→ **REQUIRED WORK**
From the listing below, count the lines that contain the string "light", then state only that number.
· · · ·
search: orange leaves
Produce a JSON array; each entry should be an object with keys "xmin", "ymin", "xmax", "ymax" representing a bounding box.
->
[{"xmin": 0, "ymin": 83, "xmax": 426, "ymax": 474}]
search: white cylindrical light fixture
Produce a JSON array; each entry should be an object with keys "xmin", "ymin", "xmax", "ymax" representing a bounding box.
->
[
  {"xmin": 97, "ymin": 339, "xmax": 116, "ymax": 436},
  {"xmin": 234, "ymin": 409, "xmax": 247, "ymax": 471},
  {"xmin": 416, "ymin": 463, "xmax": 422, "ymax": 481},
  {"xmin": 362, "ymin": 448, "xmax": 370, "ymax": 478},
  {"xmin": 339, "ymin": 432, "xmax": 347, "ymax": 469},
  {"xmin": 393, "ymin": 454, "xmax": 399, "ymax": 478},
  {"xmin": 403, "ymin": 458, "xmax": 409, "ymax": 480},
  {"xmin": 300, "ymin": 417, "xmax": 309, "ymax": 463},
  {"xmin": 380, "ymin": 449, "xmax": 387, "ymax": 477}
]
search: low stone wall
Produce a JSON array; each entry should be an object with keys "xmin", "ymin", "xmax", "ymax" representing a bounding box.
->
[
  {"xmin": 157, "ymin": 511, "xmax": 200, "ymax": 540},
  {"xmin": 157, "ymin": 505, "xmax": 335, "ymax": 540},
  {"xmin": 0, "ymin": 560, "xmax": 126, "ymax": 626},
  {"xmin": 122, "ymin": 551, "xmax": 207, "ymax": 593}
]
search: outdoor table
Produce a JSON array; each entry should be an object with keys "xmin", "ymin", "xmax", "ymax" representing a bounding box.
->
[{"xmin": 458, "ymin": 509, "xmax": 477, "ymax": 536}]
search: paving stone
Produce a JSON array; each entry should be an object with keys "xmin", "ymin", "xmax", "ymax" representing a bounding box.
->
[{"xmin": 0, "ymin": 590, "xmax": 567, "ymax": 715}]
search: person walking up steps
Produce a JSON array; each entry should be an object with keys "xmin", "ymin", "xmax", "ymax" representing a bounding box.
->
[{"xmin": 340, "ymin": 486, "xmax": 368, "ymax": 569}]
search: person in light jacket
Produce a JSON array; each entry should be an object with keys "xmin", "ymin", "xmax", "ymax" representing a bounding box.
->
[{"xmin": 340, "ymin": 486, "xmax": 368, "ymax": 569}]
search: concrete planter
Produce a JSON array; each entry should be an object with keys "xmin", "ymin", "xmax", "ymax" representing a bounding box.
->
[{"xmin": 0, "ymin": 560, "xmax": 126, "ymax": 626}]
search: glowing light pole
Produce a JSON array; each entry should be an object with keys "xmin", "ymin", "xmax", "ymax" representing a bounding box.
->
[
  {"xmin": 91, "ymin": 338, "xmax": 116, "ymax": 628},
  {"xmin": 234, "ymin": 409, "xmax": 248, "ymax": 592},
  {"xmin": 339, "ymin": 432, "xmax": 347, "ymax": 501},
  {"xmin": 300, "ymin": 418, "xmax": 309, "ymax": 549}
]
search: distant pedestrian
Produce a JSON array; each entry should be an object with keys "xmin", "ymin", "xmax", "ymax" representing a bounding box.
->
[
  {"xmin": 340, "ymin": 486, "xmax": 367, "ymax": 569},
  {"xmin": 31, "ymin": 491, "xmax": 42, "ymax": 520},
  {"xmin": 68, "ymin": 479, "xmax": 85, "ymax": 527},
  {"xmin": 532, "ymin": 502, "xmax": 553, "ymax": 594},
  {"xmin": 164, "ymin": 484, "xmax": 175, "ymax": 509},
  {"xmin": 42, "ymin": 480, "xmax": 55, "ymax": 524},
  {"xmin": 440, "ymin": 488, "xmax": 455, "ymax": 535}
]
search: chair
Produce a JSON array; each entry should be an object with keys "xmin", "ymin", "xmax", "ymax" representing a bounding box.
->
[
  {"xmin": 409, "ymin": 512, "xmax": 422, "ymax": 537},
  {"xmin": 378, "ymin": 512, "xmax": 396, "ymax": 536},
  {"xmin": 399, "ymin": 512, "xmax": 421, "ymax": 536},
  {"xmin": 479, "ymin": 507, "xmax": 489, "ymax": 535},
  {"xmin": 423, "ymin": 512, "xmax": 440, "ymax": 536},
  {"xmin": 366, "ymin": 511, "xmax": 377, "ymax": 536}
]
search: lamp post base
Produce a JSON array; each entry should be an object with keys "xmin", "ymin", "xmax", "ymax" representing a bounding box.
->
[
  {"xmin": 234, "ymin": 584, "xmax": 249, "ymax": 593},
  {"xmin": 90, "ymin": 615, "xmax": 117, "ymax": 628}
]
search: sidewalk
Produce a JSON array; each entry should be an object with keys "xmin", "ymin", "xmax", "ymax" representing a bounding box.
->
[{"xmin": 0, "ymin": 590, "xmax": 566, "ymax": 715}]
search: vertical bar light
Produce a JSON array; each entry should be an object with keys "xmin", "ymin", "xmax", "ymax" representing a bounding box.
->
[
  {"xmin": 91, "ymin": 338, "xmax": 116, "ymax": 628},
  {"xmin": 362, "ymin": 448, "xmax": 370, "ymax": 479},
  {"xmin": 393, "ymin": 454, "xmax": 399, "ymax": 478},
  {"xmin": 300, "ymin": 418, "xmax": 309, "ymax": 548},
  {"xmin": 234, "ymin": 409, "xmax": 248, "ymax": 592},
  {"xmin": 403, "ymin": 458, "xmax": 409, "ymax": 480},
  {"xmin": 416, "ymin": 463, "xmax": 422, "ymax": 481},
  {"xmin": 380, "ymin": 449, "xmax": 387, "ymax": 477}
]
· · · ·
→ **FINISHED EXERCISE**
4